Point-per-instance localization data

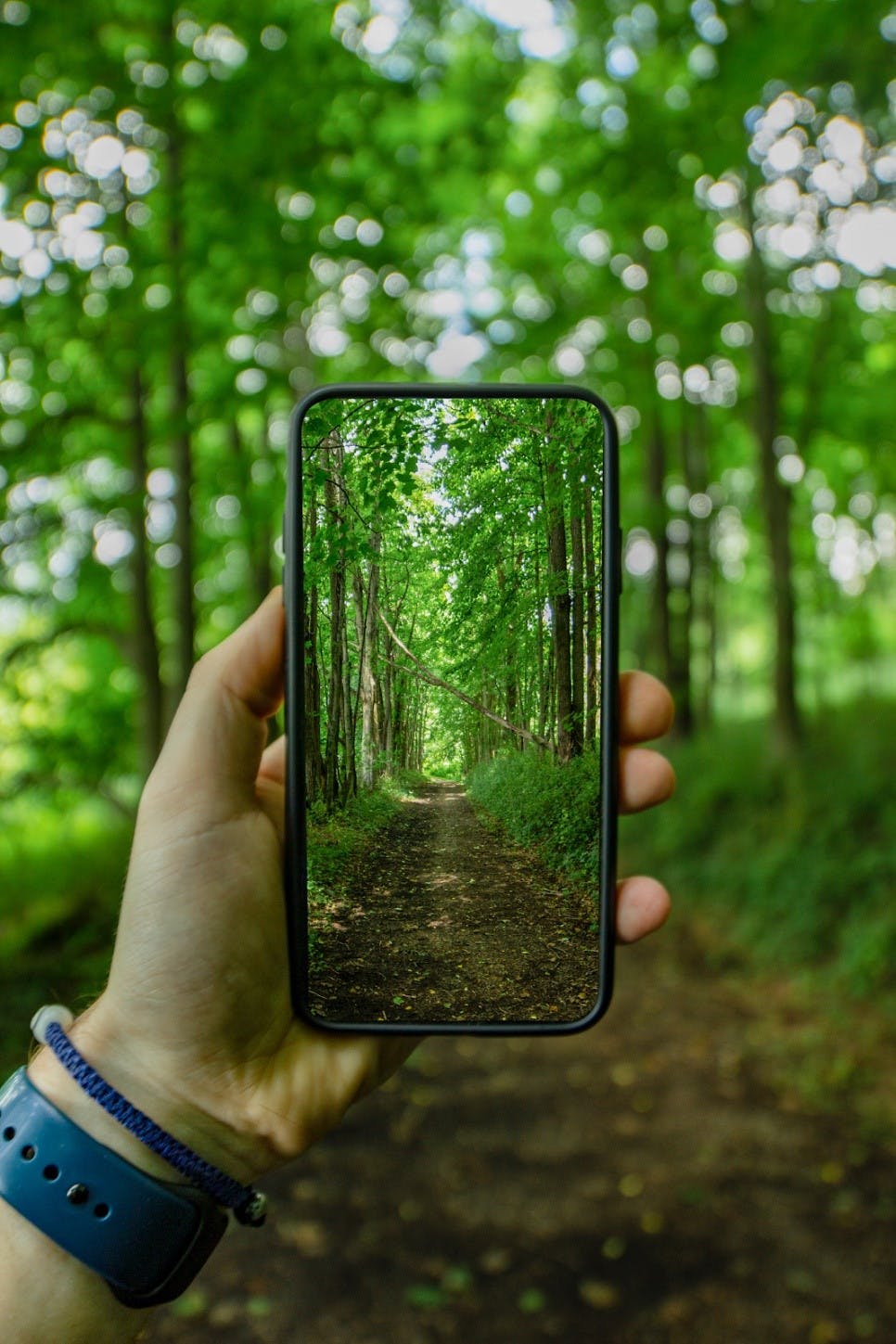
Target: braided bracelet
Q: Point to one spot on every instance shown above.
(48, 1026)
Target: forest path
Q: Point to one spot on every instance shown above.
(640, 1183)
(446, 919)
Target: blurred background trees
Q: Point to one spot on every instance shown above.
(206, 211)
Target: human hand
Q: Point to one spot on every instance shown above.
(197, 1026)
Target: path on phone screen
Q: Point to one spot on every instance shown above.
(641, 1183)
(445, 919)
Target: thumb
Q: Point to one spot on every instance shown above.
(218, 734)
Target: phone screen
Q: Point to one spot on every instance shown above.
(453, 659)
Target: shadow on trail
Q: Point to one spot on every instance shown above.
(445, 919)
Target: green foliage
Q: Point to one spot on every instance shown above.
(554, 808)
(333, 841)
(58, 885)
(790, 859)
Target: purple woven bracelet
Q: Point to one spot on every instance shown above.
(249, 1205)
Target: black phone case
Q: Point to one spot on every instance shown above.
(294, 877)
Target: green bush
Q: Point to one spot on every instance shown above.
(554, 808)
(790, 853)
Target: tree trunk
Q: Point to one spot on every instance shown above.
(182, 440)
(312, 682)
(775, 497)
(577, 719)
(365, 609)
(657, 521)
(591, 622)
(335, 494)
(560, 604)
(146, 641)
(696, 472)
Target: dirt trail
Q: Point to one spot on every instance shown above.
(445, 919)
(634, 1184)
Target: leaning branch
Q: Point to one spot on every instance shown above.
(461, 695)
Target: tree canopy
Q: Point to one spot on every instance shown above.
(206, 211)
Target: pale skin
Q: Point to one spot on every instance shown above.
(195, 1024)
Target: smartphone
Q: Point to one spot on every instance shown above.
(452, 577)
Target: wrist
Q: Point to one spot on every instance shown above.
(131, 1073)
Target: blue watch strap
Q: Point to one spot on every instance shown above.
(146, 1236)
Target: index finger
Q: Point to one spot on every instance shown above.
(646, 709)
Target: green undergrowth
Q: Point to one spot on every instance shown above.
(552, 808)
(335, 840)
(62, 868)
(788, 859)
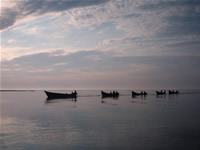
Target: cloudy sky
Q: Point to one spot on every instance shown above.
(86, 44)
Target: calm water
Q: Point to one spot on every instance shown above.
(29, 122)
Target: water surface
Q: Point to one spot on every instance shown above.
(29, 121)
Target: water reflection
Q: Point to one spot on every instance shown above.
(29, 124)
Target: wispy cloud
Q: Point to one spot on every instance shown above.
(27, 8)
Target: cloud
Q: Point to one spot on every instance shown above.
(49, 69)
(23, 9)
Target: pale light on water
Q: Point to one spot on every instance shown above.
(28, 121)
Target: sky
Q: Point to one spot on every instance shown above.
(95, 44)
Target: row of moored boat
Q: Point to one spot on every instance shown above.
(114, 94)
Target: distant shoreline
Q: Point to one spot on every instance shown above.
(17, 90)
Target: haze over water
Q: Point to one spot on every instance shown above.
(29, 121)
(99, 44)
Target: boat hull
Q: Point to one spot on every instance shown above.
(51, 95)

=== About this task ===
Search the records for the word "bracelet", then list every line that has it.

=== Task solution ===
Target: braided bracelet
Target: purple woven bracelet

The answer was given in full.